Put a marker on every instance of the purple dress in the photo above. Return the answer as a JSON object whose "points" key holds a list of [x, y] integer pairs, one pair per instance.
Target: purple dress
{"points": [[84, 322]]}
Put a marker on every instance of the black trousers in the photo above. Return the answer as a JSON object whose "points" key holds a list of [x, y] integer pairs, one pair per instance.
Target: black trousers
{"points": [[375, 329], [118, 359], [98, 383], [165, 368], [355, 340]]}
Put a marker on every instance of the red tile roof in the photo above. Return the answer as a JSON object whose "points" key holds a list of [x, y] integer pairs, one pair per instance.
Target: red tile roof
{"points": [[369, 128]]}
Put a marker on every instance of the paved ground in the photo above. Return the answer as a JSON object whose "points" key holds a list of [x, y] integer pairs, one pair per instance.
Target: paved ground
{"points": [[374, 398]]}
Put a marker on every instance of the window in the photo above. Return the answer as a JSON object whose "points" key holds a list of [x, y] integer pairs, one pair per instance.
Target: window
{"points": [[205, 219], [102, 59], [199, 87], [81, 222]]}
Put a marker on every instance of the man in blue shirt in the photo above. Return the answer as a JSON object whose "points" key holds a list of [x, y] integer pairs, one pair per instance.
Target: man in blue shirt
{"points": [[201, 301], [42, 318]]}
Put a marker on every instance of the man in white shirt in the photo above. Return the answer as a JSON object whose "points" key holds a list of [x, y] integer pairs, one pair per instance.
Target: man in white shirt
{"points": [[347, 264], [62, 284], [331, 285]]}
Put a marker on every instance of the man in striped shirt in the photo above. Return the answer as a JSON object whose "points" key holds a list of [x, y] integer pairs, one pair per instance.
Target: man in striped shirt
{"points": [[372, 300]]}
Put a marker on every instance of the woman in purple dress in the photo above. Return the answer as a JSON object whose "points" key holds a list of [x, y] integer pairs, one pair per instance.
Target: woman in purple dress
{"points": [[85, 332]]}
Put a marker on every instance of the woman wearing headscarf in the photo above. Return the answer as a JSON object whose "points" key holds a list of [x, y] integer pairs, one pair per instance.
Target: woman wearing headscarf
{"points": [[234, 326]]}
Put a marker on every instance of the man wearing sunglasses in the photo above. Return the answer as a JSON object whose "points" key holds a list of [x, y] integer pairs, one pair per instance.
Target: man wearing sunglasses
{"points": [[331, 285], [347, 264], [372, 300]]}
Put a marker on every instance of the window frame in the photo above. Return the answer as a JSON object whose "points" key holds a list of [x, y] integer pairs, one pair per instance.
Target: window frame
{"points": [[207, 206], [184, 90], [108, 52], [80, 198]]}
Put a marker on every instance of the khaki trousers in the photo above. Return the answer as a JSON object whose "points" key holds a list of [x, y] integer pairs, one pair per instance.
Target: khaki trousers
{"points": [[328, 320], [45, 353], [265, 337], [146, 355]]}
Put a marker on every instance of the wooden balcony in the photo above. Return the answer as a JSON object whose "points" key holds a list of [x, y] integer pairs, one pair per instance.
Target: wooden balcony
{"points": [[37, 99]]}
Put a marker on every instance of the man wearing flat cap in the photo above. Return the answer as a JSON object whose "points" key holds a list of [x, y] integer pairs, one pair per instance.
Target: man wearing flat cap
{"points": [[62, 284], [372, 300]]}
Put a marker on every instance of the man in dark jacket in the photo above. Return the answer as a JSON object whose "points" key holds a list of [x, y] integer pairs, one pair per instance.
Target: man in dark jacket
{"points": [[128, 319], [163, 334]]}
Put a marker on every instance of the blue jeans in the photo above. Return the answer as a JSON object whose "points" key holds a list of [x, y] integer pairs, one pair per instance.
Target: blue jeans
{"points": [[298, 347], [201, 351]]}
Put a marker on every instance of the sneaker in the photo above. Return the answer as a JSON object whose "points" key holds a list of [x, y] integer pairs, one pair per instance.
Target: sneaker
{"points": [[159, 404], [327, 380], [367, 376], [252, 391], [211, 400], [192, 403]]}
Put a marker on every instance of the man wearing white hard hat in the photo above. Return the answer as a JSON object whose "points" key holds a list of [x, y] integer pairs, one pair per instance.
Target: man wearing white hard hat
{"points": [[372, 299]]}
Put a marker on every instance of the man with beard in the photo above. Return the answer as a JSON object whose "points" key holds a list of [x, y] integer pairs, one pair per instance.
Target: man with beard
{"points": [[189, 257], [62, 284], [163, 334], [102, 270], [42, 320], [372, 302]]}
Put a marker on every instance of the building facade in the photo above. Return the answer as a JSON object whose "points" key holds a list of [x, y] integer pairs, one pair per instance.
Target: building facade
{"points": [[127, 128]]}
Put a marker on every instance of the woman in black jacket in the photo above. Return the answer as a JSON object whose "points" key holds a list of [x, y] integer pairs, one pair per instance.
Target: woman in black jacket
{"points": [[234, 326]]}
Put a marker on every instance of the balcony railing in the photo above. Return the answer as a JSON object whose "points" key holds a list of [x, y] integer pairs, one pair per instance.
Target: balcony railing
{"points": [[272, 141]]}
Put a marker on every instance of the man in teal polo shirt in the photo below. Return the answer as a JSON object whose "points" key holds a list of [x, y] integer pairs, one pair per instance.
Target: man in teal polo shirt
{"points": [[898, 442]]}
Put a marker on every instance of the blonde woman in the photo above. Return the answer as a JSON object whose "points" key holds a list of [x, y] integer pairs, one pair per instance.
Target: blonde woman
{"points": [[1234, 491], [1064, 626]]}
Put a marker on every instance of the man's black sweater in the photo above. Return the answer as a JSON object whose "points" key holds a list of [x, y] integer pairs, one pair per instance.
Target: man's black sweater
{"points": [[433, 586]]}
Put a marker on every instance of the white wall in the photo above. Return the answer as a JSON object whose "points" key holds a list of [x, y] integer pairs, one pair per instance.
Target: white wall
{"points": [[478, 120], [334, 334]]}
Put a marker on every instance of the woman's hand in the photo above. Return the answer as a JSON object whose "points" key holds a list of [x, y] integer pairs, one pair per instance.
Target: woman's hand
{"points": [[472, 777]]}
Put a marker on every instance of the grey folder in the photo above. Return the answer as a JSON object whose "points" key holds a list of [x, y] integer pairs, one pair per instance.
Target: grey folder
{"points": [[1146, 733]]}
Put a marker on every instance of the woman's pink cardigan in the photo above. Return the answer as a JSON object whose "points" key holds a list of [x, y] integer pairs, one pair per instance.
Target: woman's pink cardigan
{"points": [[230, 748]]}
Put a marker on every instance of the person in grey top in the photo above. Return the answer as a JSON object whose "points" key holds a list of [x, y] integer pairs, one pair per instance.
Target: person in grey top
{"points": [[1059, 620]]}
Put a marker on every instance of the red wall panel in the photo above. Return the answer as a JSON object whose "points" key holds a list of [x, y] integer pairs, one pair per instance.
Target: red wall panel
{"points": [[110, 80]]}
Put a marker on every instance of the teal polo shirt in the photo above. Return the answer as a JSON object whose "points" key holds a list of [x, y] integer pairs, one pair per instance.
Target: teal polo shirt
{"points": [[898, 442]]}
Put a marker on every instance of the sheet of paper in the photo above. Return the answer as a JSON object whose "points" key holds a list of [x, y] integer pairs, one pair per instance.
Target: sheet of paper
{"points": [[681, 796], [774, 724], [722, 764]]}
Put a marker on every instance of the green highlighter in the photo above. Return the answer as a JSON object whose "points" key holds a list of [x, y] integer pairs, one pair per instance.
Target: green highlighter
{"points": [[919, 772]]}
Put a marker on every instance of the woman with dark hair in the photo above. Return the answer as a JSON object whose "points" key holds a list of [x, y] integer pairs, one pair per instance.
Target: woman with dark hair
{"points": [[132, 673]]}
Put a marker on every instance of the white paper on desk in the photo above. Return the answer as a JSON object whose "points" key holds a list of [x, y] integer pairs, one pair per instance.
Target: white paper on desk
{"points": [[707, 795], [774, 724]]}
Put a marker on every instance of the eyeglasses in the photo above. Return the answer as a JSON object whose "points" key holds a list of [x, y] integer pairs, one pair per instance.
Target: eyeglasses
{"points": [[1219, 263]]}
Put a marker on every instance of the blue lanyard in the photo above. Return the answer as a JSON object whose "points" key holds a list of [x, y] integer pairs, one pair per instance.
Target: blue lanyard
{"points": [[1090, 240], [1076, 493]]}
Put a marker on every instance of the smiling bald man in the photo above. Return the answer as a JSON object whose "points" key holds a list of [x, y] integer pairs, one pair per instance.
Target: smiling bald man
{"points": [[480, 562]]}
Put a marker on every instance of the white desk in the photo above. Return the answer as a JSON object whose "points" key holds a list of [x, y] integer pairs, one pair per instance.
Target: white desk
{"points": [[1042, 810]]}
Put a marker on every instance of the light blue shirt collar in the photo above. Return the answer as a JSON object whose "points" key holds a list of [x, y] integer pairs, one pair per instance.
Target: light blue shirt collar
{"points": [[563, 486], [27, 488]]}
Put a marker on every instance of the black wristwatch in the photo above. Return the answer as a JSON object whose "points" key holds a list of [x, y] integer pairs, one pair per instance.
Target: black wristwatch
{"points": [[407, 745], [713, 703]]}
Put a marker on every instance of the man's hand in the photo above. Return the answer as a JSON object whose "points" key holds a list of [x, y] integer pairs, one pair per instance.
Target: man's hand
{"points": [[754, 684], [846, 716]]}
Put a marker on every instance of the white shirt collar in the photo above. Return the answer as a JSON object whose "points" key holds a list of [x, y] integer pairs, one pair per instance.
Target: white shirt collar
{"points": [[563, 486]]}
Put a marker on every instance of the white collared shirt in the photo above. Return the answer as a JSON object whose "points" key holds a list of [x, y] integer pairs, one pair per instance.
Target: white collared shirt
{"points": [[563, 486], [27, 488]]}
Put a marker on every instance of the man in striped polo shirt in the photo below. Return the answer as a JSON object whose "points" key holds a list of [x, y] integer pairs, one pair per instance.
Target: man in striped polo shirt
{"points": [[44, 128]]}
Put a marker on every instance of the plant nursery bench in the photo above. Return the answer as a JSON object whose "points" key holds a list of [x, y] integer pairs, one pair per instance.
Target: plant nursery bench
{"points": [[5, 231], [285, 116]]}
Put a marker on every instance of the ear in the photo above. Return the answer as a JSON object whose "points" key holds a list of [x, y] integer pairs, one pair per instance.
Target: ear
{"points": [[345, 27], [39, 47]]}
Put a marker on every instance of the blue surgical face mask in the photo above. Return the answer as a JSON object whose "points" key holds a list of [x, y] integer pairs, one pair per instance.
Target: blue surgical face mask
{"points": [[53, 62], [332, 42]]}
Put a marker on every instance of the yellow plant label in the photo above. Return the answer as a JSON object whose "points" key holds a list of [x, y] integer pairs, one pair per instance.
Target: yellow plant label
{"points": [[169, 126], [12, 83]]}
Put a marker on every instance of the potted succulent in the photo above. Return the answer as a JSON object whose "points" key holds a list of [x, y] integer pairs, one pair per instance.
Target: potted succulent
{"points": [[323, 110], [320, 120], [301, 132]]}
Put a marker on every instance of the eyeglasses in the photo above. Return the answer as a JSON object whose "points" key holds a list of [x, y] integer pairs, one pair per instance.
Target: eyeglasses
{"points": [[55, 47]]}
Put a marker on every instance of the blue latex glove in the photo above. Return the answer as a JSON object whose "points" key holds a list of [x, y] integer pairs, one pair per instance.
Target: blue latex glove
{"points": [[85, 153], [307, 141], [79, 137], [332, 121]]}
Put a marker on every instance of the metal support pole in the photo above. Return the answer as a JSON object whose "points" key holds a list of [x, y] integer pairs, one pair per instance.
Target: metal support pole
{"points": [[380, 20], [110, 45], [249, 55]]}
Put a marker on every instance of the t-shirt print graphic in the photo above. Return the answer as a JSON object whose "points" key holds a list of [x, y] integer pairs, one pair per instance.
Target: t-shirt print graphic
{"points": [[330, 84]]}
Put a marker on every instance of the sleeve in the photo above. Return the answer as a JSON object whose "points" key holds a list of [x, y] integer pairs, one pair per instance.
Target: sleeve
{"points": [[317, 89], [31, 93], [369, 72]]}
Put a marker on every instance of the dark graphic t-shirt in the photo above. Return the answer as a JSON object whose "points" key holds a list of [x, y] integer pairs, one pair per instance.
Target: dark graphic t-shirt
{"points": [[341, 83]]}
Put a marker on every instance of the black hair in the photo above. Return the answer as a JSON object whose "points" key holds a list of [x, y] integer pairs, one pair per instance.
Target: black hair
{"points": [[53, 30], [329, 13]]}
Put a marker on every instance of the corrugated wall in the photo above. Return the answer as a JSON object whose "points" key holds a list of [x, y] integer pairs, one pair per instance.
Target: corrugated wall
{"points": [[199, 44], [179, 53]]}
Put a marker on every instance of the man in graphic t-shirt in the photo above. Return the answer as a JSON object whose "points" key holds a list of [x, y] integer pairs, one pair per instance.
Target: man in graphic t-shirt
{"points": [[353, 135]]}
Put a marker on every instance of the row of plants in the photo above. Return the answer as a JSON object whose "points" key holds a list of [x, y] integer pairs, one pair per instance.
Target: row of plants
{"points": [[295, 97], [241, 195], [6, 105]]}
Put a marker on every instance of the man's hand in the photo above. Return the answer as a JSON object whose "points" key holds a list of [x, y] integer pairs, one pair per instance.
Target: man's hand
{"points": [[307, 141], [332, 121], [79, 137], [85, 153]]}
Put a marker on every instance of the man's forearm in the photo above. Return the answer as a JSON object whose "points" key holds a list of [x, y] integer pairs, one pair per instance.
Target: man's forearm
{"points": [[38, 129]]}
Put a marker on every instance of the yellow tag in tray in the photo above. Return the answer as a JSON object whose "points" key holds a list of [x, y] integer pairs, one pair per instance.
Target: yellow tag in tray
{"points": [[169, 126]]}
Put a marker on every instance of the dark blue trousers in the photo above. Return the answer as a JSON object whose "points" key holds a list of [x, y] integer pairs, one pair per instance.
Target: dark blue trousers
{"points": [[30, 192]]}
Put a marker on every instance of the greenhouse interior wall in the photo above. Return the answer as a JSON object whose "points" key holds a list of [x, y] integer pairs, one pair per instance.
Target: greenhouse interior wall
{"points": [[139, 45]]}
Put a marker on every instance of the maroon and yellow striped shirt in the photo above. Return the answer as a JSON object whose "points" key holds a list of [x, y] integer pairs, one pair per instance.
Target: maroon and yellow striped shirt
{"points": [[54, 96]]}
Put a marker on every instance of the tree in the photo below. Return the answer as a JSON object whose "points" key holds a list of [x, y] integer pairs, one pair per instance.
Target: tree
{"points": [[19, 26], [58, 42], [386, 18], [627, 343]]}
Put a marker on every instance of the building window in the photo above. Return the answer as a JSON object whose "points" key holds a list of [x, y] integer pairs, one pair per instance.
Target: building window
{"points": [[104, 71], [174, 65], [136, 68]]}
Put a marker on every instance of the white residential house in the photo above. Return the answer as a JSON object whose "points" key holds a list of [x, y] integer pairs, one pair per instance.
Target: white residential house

######

Quote, without any change, each line from the one that contains "Put a marker on every instance of the tree" through the end of the material.

Final result:
Put a marker on every instance of the tree in the photo below. Return the answer as a JSON object whose "points" key holds a list of [x, y] integer pairs, one pair per instance.
Target: tree
{"points": [[19, 26], [58, 42], [386, 18], [627, 343]]}
Put a marker on every instance of the building window in the photo above. Return the answer as a JSON object whose "points" key holds a list of [x, y] integer pairs, one pair per instance.
Target: building window
{"points": [[104, 71], [174, 65], [136, 68]]}
Put a marker on every instance of the white residential house in the photo above. Return the answer as a JSON object whose "points" key holds a list of [x, y] integer pairs, one pair per instance.
Target: white residential house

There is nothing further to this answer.